Written problem: Return, word for word, only the lines from the one containing "[tag] upper cabinet: a pin per instance" through the last line of the entries.

A run of records:

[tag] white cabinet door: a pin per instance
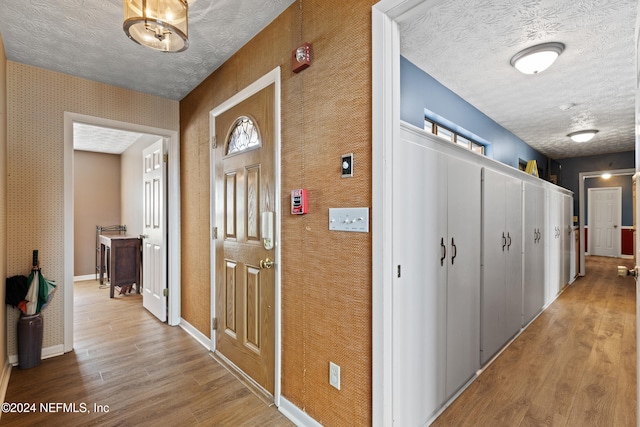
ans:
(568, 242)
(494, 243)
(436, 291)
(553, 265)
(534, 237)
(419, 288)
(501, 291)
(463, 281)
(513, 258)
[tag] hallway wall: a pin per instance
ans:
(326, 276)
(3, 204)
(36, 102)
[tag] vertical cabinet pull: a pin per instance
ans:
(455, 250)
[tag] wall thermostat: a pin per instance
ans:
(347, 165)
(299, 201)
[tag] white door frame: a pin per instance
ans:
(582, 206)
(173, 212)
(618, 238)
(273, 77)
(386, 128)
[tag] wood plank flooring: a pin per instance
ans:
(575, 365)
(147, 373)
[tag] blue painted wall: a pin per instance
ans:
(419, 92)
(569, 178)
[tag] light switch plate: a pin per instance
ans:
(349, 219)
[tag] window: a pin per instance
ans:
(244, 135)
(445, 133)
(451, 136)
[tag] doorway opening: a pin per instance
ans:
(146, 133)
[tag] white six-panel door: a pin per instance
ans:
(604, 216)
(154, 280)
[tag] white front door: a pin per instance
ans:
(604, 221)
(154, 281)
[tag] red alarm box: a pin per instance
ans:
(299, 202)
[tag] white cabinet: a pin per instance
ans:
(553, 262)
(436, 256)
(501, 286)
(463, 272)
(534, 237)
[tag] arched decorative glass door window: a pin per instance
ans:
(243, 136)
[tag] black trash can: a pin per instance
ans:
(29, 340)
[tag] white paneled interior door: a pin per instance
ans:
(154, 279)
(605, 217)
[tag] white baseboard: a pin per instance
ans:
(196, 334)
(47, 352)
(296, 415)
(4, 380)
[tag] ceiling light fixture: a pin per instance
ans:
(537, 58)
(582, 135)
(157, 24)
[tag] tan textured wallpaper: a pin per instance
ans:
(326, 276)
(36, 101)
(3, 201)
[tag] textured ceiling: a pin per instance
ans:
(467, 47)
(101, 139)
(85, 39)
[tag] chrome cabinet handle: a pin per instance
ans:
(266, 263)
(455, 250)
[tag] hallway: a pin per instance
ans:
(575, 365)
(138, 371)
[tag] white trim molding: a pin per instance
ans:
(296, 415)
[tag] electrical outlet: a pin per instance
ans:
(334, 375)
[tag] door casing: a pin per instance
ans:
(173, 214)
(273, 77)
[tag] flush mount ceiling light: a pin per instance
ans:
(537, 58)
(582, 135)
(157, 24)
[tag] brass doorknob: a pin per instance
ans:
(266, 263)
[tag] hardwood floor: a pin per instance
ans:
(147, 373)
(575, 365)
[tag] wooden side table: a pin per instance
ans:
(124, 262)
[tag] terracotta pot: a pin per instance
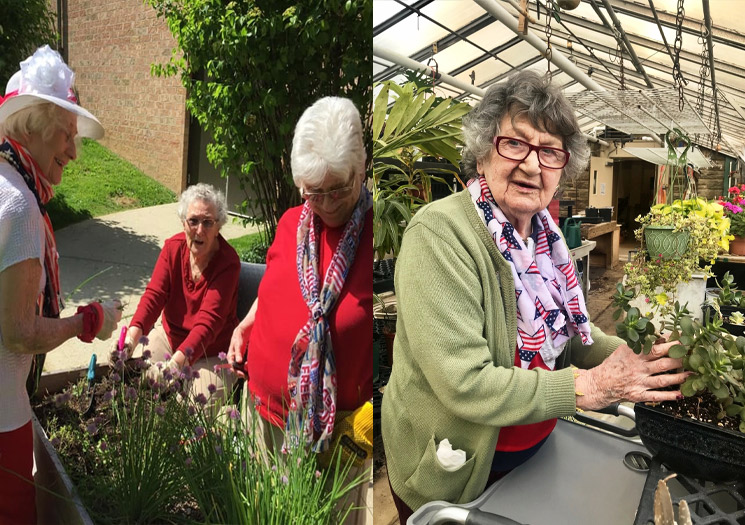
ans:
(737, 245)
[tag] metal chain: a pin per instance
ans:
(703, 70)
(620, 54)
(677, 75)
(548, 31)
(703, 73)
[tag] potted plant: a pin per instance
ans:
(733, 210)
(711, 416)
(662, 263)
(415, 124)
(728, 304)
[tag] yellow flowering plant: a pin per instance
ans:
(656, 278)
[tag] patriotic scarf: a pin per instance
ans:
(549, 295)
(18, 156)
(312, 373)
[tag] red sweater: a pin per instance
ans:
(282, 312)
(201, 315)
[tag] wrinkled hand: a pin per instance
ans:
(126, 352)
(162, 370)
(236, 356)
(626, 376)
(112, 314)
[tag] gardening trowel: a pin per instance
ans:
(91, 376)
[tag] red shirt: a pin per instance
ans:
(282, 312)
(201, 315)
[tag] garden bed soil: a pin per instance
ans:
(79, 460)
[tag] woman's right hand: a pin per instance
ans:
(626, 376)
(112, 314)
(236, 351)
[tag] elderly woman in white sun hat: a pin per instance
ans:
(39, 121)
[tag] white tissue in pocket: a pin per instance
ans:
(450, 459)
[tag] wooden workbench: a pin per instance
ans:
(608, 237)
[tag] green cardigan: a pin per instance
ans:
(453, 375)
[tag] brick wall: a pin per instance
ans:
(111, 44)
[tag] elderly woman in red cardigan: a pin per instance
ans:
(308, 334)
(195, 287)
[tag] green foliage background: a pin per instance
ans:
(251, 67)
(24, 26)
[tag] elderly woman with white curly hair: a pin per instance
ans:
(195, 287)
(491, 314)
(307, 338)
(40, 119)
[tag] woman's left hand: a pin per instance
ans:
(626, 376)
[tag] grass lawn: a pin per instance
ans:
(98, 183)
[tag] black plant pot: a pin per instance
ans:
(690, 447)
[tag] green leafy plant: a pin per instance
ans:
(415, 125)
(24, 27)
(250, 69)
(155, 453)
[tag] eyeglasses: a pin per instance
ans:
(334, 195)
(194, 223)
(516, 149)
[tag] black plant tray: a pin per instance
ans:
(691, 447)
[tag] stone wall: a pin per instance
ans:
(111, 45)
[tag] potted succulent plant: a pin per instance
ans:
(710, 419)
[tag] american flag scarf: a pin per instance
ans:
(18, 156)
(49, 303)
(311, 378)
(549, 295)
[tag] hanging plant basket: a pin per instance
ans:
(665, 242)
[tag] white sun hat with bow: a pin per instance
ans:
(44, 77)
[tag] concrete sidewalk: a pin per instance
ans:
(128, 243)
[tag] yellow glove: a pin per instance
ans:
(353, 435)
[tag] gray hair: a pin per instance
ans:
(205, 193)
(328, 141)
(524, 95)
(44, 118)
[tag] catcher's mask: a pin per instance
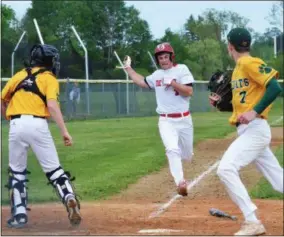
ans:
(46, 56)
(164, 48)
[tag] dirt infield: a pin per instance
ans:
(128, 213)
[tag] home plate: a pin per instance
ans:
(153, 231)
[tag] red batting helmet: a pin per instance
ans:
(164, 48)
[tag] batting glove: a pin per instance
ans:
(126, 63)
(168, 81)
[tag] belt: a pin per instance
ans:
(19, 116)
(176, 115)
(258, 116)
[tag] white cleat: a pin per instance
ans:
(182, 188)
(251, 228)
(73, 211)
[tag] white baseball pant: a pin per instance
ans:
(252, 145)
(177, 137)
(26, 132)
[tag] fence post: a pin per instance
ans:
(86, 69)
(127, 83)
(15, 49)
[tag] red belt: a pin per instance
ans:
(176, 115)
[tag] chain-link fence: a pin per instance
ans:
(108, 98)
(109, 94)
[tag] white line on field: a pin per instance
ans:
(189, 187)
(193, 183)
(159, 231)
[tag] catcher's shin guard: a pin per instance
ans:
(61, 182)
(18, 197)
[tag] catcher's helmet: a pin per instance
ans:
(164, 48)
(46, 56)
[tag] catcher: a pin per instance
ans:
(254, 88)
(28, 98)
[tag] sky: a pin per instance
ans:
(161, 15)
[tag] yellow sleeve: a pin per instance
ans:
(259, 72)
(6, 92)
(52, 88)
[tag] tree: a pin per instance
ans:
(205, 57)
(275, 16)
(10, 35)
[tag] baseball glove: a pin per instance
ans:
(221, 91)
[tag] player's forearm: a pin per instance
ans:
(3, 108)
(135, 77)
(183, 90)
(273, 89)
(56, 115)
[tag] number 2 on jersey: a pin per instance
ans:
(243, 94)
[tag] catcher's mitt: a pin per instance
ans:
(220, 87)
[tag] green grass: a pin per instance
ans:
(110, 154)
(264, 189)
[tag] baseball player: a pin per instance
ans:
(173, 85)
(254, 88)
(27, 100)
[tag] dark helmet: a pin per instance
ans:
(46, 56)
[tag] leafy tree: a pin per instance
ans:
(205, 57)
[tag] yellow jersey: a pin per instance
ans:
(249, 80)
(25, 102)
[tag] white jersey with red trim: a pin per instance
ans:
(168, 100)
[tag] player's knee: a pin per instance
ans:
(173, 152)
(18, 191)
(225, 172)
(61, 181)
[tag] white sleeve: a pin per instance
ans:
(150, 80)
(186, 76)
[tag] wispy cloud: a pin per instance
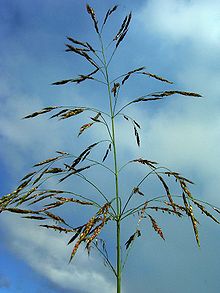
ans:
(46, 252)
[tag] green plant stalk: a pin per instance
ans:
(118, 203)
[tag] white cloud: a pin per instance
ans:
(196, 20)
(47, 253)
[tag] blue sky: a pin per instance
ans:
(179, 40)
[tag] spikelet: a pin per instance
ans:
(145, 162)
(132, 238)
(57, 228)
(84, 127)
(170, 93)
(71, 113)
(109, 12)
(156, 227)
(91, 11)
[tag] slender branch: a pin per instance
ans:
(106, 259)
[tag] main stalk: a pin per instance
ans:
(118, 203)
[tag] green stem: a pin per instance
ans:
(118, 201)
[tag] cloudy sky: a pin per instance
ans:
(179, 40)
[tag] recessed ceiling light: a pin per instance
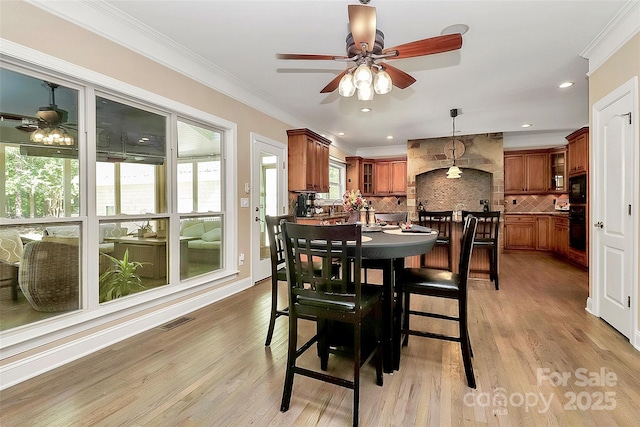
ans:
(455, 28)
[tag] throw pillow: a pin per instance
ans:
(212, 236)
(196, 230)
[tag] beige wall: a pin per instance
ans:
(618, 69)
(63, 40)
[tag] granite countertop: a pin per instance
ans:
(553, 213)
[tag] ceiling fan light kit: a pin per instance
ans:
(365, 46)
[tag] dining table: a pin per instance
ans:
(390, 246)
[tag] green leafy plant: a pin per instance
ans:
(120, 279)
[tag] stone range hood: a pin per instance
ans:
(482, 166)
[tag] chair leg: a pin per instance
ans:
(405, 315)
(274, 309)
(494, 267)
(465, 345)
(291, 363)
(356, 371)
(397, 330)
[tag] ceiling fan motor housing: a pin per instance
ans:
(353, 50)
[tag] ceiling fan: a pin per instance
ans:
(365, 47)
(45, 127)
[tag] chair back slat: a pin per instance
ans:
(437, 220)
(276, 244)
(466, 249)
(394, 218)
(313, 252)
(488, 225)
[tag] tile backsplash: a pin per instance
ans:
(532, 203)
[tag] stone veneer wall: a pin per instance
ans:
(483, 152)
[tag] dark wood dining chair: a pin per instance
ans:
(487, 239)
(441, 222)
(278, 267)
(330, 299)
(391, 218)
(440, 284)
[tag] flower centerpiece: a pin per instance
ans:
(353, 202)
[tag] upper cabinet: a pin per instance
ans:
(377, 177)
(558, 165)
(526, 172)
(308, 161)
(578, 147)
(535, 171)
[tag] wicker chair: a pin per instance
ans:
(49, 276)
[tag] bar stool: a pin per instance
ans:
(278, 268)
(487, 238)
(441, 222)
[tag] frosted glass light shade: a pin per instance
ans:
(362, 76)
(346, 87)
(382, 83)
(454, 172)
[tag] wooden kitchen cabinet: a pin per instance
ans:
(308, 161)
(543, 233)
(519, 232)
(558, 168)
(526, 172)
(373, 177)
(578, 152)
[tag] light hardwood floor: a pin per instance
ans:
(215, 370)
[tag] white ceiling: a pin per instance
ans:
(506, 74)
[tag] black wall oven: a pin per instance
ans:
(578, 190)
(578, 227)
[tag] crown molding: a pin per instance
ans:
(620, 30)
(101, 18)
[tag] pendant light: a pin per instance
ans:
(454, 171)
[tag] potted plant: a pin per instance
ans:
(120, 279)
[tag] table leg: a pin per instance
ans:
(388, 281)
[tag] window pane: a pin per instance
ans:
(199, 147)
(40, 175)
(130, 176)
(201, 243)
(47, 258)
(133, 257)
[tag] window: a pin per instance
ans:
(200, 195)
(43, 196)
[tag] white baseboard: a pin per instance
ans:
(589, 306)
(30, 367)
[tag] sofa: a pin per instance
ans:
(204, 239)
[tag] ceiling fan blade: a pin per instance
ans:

Task result:
[tag] upper cabinet: a pin per instance
ans:
(377, 177)
(558, 165)
(526, 172)
(308, 161)
(578, 147)
(535, 171)
[tag] wicker chair: a pin per instance
ans:
(49, 276)
[tag] bar stool: a pin per instance
ans:
(278, 268)
(487, 238)
(441, 222)
[tag] frosted glass light shade: a pin per instance
ans:
(362, 76)
(346, 87)
(382, 83)
(454, 172)
[tag] wooden kitchen cabinet: a pin per instance
ans:
(308, 161)
(543, 233)
(519, 232)
(558, 168)
(526, 172)
(373, 177)
(578, 152)
[tag] light hardwood floor: a pin per instance
ans:
(215, 370)
[tag] white ceiling: a pin per instance
ans:
(506, 74)
[tag] black wall oven: a pin per instance
ans:
(578, 190)
(578, 227)
[tag] crown molding: a pin per instance
ans:
(620, 30)
(101, 18)
[tag] pendant light: a pin per instance
ans:
(454, 171)
[tag] potted plant: a pin per instance
ans:
(120, 279)
[tag] table leg: a pin per instance
ans:
(388, 281)
[tag] window pane: a pin per instance
ans:
(199, 147)
(40, 175)
(130, 176)
(201, 243)
(47, 258)
(133, 257)
[tag] window: a pin per instance
ans:
(200, 195)
(43, 196)
[tag] white baseboard: a pin per instance
ans:
(589, 306)
(30, 367)
[tag] sofa: a pin per instance
ans:
(204, 239)
[tag] ceiling fan blade: a pin per instance
ans:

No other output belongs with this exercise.